━━ Dataset records

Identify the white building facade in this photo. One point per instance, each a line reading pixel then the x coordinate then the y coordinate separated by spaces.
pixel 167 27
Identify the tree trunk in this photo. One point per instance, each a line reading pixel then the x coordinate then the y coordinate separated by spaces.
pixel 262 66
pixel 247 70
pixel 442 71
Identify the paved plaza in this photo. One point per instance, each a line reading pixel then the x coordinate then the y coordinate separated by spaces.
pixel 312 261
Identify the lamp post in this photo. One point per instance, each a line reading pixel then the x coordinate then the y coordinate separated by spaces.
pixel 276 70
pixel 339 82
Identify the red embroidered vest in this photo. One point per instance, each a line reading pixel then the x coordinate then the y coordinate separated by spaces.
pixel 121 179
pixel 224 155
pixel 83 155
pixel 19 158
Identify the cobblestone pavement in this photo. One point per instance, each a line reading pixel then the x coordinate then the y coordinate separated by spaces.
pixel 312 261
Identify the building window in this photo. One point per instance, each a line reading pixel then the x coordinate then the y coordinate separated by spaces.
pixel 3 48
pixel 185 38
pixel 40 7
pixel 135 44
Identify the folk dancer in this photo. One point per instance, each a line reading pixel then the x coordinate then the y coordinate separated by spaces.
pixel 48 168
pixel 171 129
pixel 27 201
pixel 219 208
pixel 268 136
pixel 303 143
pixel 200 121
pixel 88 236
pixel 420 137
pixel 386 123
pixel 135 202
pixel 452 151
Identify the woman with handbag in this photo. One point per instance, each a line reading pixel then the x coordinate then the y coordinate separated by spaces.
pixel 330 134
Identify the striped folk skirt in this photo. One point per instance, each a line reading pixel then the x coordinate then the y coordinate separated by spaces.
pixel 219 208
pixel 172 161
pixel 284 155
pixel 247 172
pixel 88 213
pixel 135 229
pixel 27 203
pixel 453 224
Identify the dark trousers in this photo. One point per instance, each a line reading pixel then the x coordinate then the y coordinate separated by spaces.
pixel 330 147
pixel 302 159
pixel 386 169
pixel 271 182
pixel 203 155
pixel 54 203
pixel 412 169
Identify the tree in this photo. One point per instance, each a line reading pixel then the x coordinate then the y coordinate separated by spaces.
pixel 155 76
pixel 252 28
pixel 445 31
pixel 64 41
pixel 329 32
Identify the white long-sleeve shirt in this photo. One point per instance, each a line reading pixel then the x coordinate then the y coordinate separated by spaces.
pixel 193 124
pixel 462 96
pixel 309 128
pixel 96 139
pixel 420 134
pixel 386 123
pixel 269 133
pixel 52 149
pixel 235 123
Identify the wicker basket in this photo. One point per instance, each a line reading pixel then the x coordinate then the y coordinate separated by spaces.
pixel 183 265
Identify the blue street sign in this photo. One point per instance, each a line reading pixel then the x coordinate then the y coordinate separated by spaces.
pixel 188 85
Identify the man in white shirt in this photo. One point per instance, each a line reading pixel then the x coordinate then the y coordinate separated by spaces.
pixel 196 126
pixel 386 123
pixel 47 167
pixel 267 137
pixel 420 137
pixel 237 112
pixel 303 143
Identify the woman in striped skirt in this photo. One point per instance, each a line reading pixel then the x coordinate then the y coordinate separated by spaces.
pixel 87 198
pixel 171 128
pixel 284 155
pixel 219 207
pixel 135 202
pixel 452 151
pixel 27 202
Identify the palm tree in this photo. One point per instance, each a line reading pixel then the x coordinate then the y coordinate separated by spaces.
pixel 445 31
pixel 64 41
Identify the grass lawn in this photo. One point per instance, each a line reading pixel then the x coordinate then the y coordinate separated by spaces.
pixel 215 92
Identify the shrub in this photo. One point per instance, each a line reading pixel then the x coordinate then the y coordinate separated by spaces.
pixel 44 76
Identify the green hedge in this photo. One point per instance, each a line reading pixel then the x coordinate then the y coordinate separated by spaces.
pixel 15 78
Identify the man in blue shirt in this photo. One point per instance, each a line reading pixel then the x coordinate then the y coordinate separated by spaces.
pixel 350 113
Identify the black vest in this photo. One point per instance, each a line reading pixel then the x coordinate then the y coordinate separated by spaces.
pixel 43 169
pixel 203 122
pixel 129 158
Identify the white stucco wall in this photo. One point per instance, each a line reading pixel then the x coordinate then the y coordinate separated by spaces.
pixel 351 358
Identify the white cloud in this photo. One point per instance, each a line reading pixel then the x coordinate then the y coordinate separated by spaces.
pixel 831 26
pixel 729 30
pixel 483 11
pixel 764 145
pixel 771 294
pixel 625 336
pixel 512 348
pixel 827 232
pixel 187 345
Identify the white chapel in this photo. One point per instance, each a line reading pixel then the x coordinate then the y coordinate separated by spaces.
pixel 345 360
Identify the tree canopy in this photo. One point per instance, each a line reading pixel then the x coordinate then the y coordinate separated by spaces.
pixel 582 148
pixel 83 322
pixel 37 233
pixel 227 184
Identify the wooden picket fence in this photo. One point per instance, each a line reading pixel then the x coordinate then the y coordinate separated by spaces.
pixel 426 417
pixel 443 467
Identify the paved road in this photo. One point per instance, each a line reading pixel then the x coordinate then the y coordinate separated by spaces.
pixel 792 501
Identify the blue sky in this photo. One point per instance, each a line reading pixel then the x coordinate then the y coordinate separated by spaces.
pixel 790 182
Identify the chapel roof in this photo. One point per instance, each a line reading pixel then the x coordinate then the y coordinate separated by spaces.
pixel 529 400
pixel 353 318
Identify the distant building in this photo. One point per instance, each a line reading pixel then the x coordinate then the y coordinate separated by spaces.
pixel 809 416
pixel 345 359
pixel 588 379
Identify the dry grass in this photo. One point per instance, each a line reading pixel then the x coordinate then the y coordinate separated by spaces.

━━━━

Request: Reproduce every one of the rows above verbatim, changing nothing.

Output of the task:
Identify the white building facade in this photo. One point per instance, each a line reading pixel then the x coordinate then the y coordinate separated by spaces.
pixel 167 27
Identify the tree trunk in this photo. One point per instance, each a line reading pixel then the x coordinate then the y coordinate separated by spaces.
pixel 262 66
pixel 247 70
pixel 442 71
Identify the paved plaza in this photo. One point per instance, each a line reading pixel then the x coordinate then the y coordinate separated by spaces.
pixel 312 261
Identify the lamp post in this photo. One point per instance, each a line reading pixel then the x coordinate then the y coordinate separated by spaces.
pixel 276 70
pixel 339 82
Identify the red embroidered vest in this photo. One point per instance, each a line reading pixel then the x coordinate then the y coordinate separated by spaces.
pixel 121 179
pixel 224 155
pixel 83 155
pixel 19 158
Identify the cobblestone pavement in this photo. One point per instance, each a line reading pixel then the x coordinate then the y coordinate separated by spaces.
pixel 312 261
Identify the building window in this photo. One point per instance, each a line reading pixel then the x coordinate then the y coordinate separated by spaces.
pixel 3 48
pixel 185 38
pixel 40 7
pixel 135 44
Identify the folk dancer in this photo. One point per instance, each a line reading pixel then the x coordinate then the y coordinate separated by spaces.
pixel 48 168
pixel 171 129
pixel 27 201
pixel 219 208
pixel 268 136
pixel 303 143
pixel 200 121
pixel 88 236
pixel 420 137
pixel 386 123
pixel 135 202
pixel 452 151
Identify the woman with handbag in this photo. One point per instance, each a line reading pixel then the x coordinate then the y coordinate separated by spaces.
pixel 330 134
Identify the striped folk skirt in this photo. One point per instance, each a line reading pixel then the x coordinate then the y coordinate separated by spaces.
pixel 219 208
pixel 172 161
pixel 284 155
pixel 247 172
pixel 88 213
pixel 135 229
pixel 27 203
pixel 453 224
Identify the dark trousers in this photo. One point per instance, each a line reading pixel then the x coordinate then the y coordinate separated by spaces.
pixel 330 147
pixel 302 159
pixel 386 169
pixel 271 182
pixel 203 155
pixel 54 203
pixel 412 169
Identify the tree in this photo. One point per instance, each a line reading pixel then the x coordinate then the y coordinate separated by spaces.
pixel 155 76
pixel 252 28
pixel 445 31
pixel 64 41
pixel 329 32
Identify the white long-sleeve shirt in this photo. One point per instance, each a line reading pixel then the x coordinate then the y coordinate separated by spaces.
pixel 193 124
pixel 462 96
pixel 309 128
pixel 96 139
pixel 420 134
pixel 386 123
pixel 269 133
pixel 52 149
pixel 235 123
Identify the wicker basket in this photo. One point per instance, each a line reading pixel then the x coordinate then the y coordinate separated by spaces.
pixel 183 265
Identify the blue street sign in this photo. One point per instance, each a line reading pixel then the x coordinate then the y coordinate separated by spaces.
pixel 188 85
Identify the man in white shirt in this photo. One point per instance, each a line reading pixel then the x coordinate then the y coordinate separated by spaces.
pixel 196 126
pixel 386 123
pixel 47 167
pixel 267 137
pixel 420 137
pixel 237 112
pixel 303 143
Identify the woman in striped skirt in this photo. One point per instance, each a line reading pixel then the x coordinate then the y coordinate separated by spaces.
pixel 87 198
pixel 171 128
pixel 284 155
pixel 219 207
pixel 135 202
pixel 452 151
pixel 27 202
Identify the palm tree in this photo. One point per instance, each a line reading pixel then the x coordinate then the y coordinate separated by spaces.
pixel 445 31
pixel 64 41
Identify the grass lawn in this photo. One point per instance, each a line reading pixel then the x coordinate then the y coordinate separated by spaces.
pixel 215 92
Identify the shrub in this photo. One point per instance, each a line reading pixel then the x coordinate then the y coordinate separated by spaces.
pixel 44 76
Identify the green hedge in this photo. One point per instance, each a line reading pixel then the x coordinate then the y coordinate separated by spaces.
pixel 15 78
Identify the man in blue shirt in this photo. One point per instance, each a line reading pixel then the x coordinate then the y coordinate separated by spaces.
pixel 350 113
Identify the black vest in this photo. One point per instance, each a line reading pixel then the x coordinate then the y coordinate separated by spaces.
pixel 43 169
pixel 203 122
pixel 129 158
Identify the white stucco wall in this photo. One point per instance, each a line reading pixel then the x coordinate then the y coordinate separated by spaces.
pixel 351 358
Identify the white cloud in this photo. One point per instance, each a line reading pixel then the x coordinate then the y coordinate separated by spaces.
pixel 831 26
pixel 729 30
pixel 483 11
pixel 764 145
pixel 771 294
pixel 625 336
pixel 512 348
pixel 827 232
pixel 187 345
Identify the white chapel in this photo. One point per instance, each a line reading pixel then the x coordinate then the y coordinate separated by spaces.
pixel 345 360
Identify the tree canopy in this photo. One point per instance, each a line reading pixel then the x coordinate then the y coordinate separated by spaces.
pixel 582 148
pixel 83 322
pixel 37 233
pixel 227 184
Identify the wooden picket fence in this photo. One point per instance, each a line reading pixel then the x coordinate then the y coordinate separated by spaces.
pixel 426 417
pixel 443 467
Identify the paved road in this photo. One point per instance, each a line reading pixel then the x coordinate then the y coordinate separated by spaces.
pixel 792 501
Identify the blue sky in this photo. One point per instance, each a line reading pixel then the x coordinate then the y coordinate separated by spaces.
pixel 790 182
Identify the chapel roof in this photo. One point per instance, each a line reading pixel then the x coordinate then the y coordinate separated by spaces.
pixel 529 400
pixel 353 318
Identify the distant building in this photo. One point per instance, each a line reading pixel then the x coordinate then the y coordinate separated by spaces.
pixel 809 416
pixel 345 359
pixel 588 379
Identify the dry grass in this photo. One point per instance, each a line reading pixel then the x coordinate then the y coordinate separated by spaces.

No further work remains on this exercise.